▸ **Text to read**:

^^^^^^^^^^^^^^^^

In lieu of an abstract, here is a brief excerpt of the content:

Reviews in American History 31.4 (2003) 603-610



[Access article in PDF]

All Politics are Local:
The Primacy of Race, Class, and Municipal Politics on the Civil Rights Struggle in Alabama

Carol Anderson


J. Mills Thornton III. Dividing Lines: Municipal Politics and the Struggle for Civil Rights in Montgomery, Birmingham, and Selma. Tuscaloosa: University of Alabama Press, 2002. xi + 744 pp. Illustrations, notes, and index. $59.95.

In one bold, highly effective stroke, J. Mills Thornton III has stripped the Civil Rights Movement of its ethereal majesty. Thornton's Dividing Lines, with its polarized voting districts, decaying political machines, segregated neighborhoods, and unrelenting class warfare, is clearly no inspirational retelling of how America's wayward soul was saved by the shedding of blood in the cities of Alabama. Instead, for Thornton, Montgomery, Birmingham, and Selma are simply the political battlegrounds upon which their inhabitants vied for local power and control. No more. No less.

^^^^^^^^^^^^^^^^

[An excerpt from a data file]
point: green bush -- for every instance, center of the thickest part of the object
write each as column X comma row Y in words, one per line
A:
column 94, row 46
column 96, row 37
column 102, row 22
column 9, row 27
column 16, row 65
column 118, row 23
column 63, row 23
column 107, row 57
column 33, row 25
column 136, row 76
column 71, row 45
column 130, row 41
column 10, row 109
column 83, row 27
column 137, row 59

^^^^^^^^^^^^^^^^

▸ **Short task**: Carry the book review on civil rights and municipal politics in Alabama forward, starting after its last sentence. This data comes from a source other than the book review.

▸ **Answer**:
In the traditional canon of civil rights lore, Montgomery, Birmingham, and Selma are the mystical, dark places where America's soul was so clearly lost that the nation could only be redeemed by the blood. In this national baptism by fire, Montgomery immortalized Rosa Parks, anointed Martin Luther King, Jr., and emboldened plain, ordinary black people, who walked in fearless defiance of bombs, Klansmen, and the threat of imprisonment. They walked until they had brought an unrighteous city to its knees. Yet America still had not been redeemed because in the immoral wilderness of Birmingham, Klansmen beat Freedom Riders senseless. Fire hoses slammed black bodies against brick buildings. And four little girls lay mangled under the rubble of their Sunday sanctuary. This national descent from Grace was far from over because through the Valley of the Shadow of Death lay Selma: "Bloody Sunday" Selma with its bullwhips and storm troopers crucifying the right to vote in a spectacle so horrific that its interruption of ABC's "Movie of the Week," Judgment at Nuremberg, seemed providential. 1

Viewing the slaughter at the Edmund Pettus Bridge, a horrified nation listened as President Lyndon Johnson declared, "There is no cause for pride in what has happened in Selma." Just as Lexington, Concord, and Appomattox had offered up bodies in the name of democracy, so, too, now had Selma. [End Page 603] "Many were brutally assaulted. One good man, a man of God, was killed," Johnson said. But now, after one death too many, the nation was finally ready to hear the "cries of pain and the hymns and protests of oppressed people [who] have summoned into convocation all the majesty of this great governmentthe government of the greatest nation on earth." From now on the U.S. would fulfill its destiny; it would take up the fight that black people had waged for so long, sometimes alone, in the cause of democracy. Montgomery, Birmingham, and Selma, therefore, not only symbolized how far America had fallen, but those cities would now become the hallowed ground upon which a national community would restore its faith in justice and reaffirm its belief in the redemptive power of American democracy and the U.S. Constitution. 2

For Thornton all of this simply misses the point and is at the very root of the disillusionment that followed the civil rights era. "Much of the animosity that came to characterize race relations in the United States in later years," Thornton notes, "seems to have proceeded from the widespread white belief that" with the Civil Rights Act of 1964 and the Voting Rights Act of 1965, America had met its obligation to ensure equality before the law. To go any further, many whites contended, was unwarranted, unnecessary, and nothing but African Americans demanding preferential treatment. On the other hand, African Americans, knowing the intensity and the depth of the discrimination they faced in housing, employment, education, the voting booth, and the criminal justice system, pushed for "ever more rigorous and racially conscious enforcement of the statutory provisions." That wide divergence of opinion over what the...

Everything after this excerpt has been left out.